[Dataset records]
## begin

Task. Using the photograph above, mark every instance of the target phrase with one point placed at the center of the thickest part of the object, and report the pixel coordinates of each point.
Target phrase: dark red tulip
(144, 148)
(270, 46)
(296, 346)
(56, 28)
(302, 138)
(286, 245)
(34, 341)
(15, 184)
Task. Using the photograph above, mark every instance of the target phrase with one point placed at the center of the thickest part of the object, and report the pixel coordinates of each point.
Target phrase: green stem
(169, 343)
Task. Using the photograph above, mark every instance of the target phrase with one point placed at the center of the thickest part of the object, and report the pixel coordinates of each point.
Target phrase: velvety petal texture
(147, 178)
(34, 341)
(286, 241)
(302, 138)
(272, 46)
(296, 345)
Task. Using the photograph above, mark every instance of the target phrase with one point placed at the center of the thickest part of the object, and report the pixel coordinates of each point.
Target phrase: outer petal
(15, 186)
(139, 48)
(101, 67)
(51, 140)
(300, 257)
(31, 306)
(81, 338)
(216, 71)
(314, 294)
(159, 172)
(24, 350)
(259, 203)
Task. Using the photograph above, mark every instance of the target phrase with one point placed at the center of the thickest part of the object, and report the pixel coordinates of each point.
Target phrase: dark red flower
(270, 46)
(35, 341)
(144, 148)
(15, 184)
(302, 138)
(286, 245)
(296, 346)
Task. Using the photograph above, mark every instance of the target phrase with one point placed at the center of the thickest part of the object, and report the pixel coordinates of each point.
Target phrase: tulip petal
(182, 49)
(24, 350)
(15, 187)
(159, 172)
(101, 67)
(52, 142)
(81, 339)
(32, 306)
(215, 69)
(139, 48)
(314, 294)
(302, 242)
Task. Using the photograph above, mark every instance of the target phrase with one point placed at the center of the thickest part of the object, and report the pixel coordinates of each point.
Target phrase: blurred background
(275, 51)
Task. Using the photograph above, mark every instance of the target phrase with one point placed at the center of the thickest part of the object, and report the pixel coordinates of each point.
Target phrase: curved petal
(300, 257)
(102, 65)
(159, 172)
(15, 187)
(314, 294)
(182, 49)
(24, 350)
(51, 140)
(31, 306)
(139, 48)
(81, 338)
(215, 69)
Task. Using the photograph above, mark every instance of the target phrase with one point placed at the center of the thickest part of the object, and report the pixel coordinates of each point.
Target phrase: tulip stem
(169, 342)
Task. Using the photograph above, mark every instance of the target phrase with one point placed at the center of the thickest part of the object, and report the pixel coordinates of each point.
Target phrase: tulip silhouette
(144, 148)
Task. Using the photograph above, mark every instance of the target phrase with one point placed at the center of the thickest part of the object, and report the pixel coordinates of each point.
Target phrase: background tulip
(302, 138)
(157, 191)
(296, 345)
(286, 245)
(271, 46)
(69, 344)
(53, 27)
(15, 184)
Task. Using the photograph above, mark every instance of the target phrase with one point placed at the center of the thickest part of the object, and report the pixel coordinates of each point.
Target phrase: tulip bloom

## end

**Short exercise:**
Nothing may be left out: return each entry exactly as it reads.

**Task result:**
Task. Using the photograph above, mark every instance of the target phrase with one point placed at the center of the thickest part of the object, and report the pixel coordinates of each point.
Target phrase: dark red tulip
(144, 148)
(270, 46)
(296, 346)
(56, 28)
(302, 138)
(286, 245)
(34, 341)
(15, 184)
Task. Using the photograph above, mark every instance of the target phrase with one point placed at the center of the thickest part of the object, and report the pixel coordinates of each point.
Target phrase: green stem
(169, 343)
Task. Using the photograph above, mark every instance of the target phrase with one point placed at the center of the thickest part of the object, and report the pixel coordinates of each point.
Target phrase: velvety petal texture
(147, 178)
(34, 341)
(286, 241)
(302, 138)
(272, 46)
(296, 345)
Task. Using the photograph above, mark every instance of the target phrase with one point placed at the center of the thickest part of the object, and report the pixel coordinates of each point.
Target phrase: outer petal
(15, 186)
(139, 48)
(101, 67)
(51, 140)
(300, 257)
(31, 306)
(81, 338)
(216, 71)
(314, 294)
(159, 172)
(24, 350)
(259, 203)
Task. Using the photograph above, mark every instance of the target phrase with one point placed at the center of the thickest part of the object, and report the pixel coordinates of each point.
Target phrase: dark red flower
(270, 46)
(35, 341)
(144, 148)
(15, 184)
(302, 138)
(286, 245)
(296, 346)
Task. Using the photograph above, mark every instance of the target phrase with one point placed at the center of the thickest part of the object, and report the pixel coordinates of each point.
Target phrase: tulip petal
(182, 49)
(24, 350)
(15, 187)
(159, 172)
(101, 67)
(52, 142)
(81, 339)
(32, 306)
(215, 69)
(139, 48)
(314, 294)
(302, 242)
Task. Using the photograph above, mark every instance of the target phrase with one point placed at the center of the thickest part of the object, and report the pixel coordinates of each point.
Target phrase: blurred background
(275, 51)
Task. Using the photograph above, mark every instance of the target phrase with one point placed at the center of the thickest part of the object, and report the pixel coordinates of each point.
Target phrase: curved petal
(300, 257)
(102, 65)
(159, 172)
(15, 187)
(314, 294)
(182, 49)
(24, 350)
(51, 140)
(31, 306)
(139, 48)
(81, 338)
(215, 69)
Task. Using the photograph above, mark every instance of the target phrase with one point placed at the center of the thickest part of the object, and report the pixel coordinates of each point.
Target phrase: tulip stem
(169, 342)
Task. Using the photograph above, mark every instance of the target phrase with one point placed at the center of the thickest part of the object, and report the pixel coordinates of each point.
Target phrase: tulip silhouette
(144, 148)
Task. Using the photograph above, mark every instance of the target phrase with one point placed at the center of the thickest part of the object, and report the pixel coordinates of each point.
Target phrase: background tulip
(302, 138)
(157, 191)
(296, 345)
(286, 245)
(271, 46)
(69, 344)
(53, 27)
(15, 184)
Task. Using the photograph above, mark every instance of the target phrase with one point placed at the center of the thickest part of the object, and report the pixel coordinates of each point.
Target phrase: tulip bloom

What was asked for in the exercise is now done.